(TEXT FOR ANALYSIS)

Hi, my name is Lesa Phelps and I am a Dental Consultant and the President of Complete Dental Management LLC. I have been in the dental industry for over 24 years. Yes, I was there when we had the pegboard system and office’s used super bills and hand typed our insurance claims on old typewriters.
Although we have come a long way, I am continually amazed how behind the curve we in dentistry seem to be and it is my goal to improve that.
Do you realize that you have a specific culture in your dental practice that is working against your making money? Why are we still making $400,000 to $500,000 a year in collections when a solo practitioner can easily be making $700,000 to $1,000,000 in collections a year with just a few fundamental changes? You have a dental culture that works against your making money. A dental culture by default actually repels money. You may not realize it, but your office has a culture that you set up; you teach it, reinforce it and you promote it; most dentists do. I want to teach you how to build an optimal culture of success. You probably have a dental culture created by default and not by design.
I believe we should be money attractors and this is done very much by Design and not by Default as is often the case. I will be writing each month a Dental Principle that will help you in a dental office environment.
DENTAL PRINCIPAL NO. 1: FUNDAMENTALS ARE THE FOUNDATION
Every solution begins with a problem, so if you have any problems in your dental practice, than you are a candidate for a solution. It is all about the details – proper training of your front desk is key! It does not matter how great a dentist you are if you do not have the right foundation, it will cost you!
I began my dental career in 1985. Back then the dental industry was trying to move from the pegboard system to computers. Computers were thought to be the solution to unmanageable accounts receivables. We were making copies of everyone’s ledger cards each month to send out statements. Ledger cards were a nightmare! Few front desk staff members knew how to apply a payment or an adjustment into the right accounting column on the ledger to get the balance to come out right! After all, they weren’t trained accountants. And today they still aren’t. Front desk staff took their inability to properly “account” for the money on the ledgers and brought those same mistakes to the computer and wondered why when they put garbage into the computer garbage came out. The addition of a computer may have made the math automatic, but the incorrect adjustment numbers and incorrect procedure codes going into the computer are still making money problems today. Most front desk staff do not know how to properly apply insurance adjustments or courtesy discounts to a patient’s transaction screen.

(End TEXT FOR ANALYSIS)
(DATASET ENTRIES)

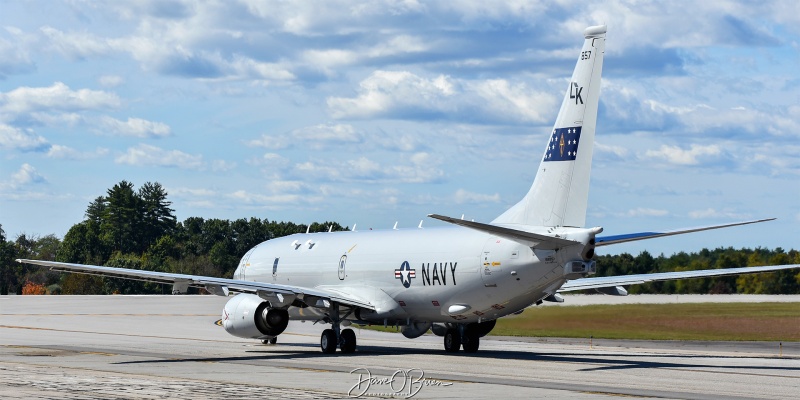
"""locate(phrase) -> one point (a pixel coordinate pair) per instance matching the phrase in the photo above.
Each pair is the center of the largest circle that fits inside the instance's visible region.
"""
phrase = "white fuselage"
(420, 273)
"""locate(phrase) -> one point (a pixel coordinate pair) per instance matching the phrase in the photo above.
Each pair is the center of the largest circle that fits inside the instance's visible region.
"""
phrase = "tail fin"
(560, 192)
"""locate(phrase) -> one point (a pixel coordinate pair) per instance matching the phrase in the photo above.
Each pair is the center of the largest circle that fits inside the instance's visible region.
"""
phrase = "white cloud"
(147, 155)
(404, 95)
(711, 213)
(58, 97)
(270, 142)
(12, 138)
(58, 151)
(679, 156)
(222, 166)
(646, 212)
(76, 45)
(111, 80)
(319, 136)
(14, 59)
(26, 175)
(418, 168)
(463, 196)
(618, 152)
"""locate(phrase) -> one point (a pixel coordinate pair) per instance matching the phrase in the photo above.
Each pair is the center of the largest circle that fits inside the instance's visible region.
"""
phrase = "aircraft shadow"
(593, 361)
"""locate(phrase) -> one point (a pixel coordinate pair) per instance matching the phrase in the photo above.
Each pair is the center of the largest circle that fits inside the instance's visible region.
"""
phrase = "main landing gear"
(455, 338)
(466, 336)
(345, 339)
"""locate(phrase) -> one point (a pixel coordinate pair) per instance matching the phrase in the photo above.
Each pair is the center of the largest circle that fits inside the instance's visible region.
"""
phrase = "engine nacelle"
(249, 316)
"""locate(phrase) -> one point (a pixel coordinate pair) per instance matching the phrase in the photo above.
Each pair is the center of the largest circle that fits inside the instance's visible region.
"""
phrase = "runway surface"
(126, 347)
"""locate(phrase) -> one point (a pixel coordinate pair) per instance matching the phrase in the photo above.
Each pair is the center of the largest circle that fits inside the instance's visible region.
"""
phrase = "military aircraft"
(453, 280)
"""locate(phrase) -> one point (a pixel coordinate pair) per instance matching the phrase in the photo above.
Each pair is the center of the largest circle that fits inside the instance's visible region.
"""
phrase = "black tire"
(452, 341)
(328, 341)
(348, 341)
(472, 342)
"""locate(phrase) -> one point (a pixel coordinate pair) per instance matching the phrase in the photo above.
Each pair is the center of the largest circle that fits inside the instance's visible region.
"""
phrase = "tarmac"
(157, 347)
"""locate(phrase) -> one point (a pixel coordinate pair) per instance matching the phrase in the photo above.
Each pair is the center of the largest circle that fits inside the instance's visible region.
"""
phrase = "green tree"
(8, 267)
(121, 218)
(157, 218)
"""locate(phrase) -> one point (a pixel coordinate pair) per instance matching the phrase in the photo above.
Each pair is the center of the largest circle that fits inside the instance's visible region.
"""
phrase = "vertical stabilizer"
(560, 192)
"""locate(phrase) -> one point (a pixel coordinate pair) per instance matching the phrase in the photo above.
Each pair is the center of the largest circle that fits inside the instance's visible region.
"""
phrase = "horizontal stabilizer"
(632, 237)
(530, 239)
(612, 281)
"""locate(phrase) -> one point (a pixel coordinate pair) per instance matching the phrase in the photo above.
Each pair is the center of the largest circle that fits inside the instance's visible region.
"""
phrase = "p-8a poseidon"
(454, 280)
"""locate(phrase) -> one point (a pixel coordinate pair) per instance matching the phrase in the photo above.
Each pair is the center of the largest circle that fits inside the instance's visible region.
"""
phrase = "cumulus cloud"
(711, 213)
(405, 95)
(462, 196)
(418, 168)
(111, 80)
(12, 138)
(692, 156)
(57, 97)
(58, 151)
(26, 175)
(147, 155)
(13, 58)
(646, 212)
(135, 127)
(316, 137)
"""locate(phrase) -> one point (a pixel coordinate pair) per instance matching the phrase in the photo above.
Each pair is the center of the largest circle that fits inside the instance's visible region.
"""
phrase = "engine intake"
(249, 316)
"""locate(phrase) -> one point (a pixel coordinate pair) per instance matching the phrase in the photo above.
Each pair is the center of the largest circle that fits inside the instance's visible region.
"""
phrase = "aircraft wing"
(612, 281)
(218, 286)
(528, 238)
(630, 237)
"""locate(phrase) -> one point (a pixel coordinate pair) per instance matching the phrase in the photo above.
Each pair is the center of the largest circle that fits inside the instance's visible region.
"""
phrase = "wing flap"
(624, 280)
(202, 281)
(527, 238)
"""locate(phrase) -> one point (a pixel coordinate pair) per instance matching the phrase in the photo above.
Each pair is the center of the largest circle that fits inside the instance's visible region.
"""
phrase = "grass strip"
(694, 321)
(691, 321)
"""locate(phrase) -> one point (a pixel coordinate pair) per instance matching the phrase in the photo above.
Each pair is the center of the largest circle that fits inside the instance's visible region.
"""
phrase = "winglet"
(632, 237)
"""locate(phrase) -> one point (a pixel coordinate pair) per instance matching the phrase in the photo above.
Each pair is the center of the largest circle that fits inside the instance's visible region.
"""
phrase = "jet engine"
(249, 316)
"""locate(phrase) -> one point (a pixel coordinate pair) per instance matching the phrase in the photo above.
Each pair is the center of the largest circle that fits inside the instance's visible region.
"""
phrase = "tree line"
(130, 228)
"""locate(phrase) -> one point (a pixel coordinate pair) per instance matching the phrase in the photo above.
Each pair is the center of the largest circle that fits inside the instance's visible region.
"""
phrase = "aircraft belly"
(431, 275)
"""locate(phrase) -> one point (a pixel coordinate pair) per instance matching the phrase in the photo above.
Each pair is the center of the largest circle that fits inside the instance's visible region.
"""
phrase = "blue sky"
(384, 111)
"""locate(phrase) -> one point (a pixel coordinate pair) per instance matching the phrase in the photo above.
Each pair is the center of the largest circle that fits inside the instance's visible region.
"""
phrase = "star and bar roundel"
(563, 144)
(405, 273)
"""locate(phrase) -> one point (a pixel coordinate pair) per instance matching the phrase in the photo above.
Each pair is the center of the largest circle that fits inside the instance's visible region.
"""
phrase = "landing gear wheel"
(472, 342)
(348, 341)
(328, 341)
(452, 341)
(270, 341)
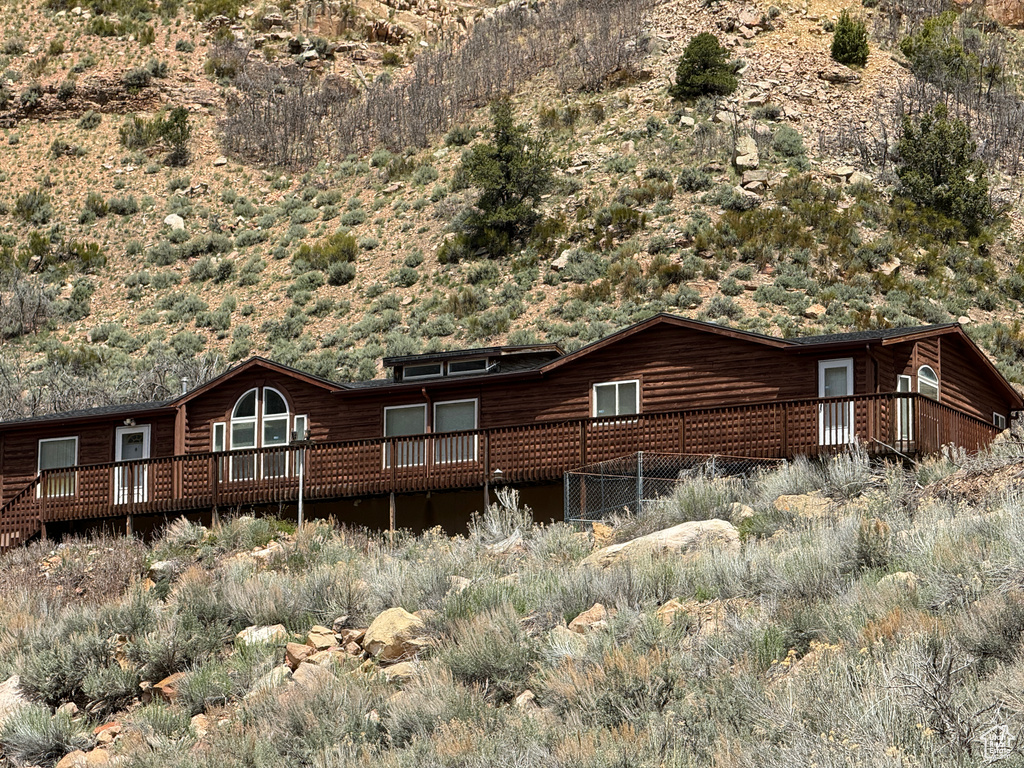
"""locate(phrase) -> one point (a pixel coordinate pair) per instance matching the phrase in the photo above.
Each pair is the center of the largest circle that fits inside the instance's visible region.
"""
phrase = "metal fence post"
(639, 482)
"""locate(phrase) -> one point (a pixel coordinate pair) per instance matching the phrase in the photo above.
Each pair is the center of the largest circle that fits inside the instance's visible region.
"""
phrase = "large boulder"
(679, 540)
(394, 635)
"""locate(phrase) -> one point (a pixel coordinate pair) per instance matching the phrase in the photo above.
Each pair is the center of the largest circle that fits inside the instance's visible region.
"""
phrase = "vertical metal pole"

(End DATASET ENTRIES)

◆ QUESTIONS TO ANSWER ◆
(a) Answer these questions from the dental management text:
(i) For how many years has Lesa Phelps been in the dental industry?
(ii) In what year did Lesa Phelps begin a dental career?
(iii) What range of yearly collections does the text say a solo practitioner can easily be making?
(b) Reproduce the passage of the dental management text from "I believe we" to "dental office environment." word for word.
The data originate from a source separate from the dental management text.

◆ RESULTS FOR EACH TASK ◆
(a)
(i) Over 24 years.
(ii) 1985.
(iii) $700,000 to $1,000,000.

(b)
I believe we should be money attractors and this is done very much by Design and not by Default as is often the case. I will be writing each month a Dental Principle that will help you in a dental office environment.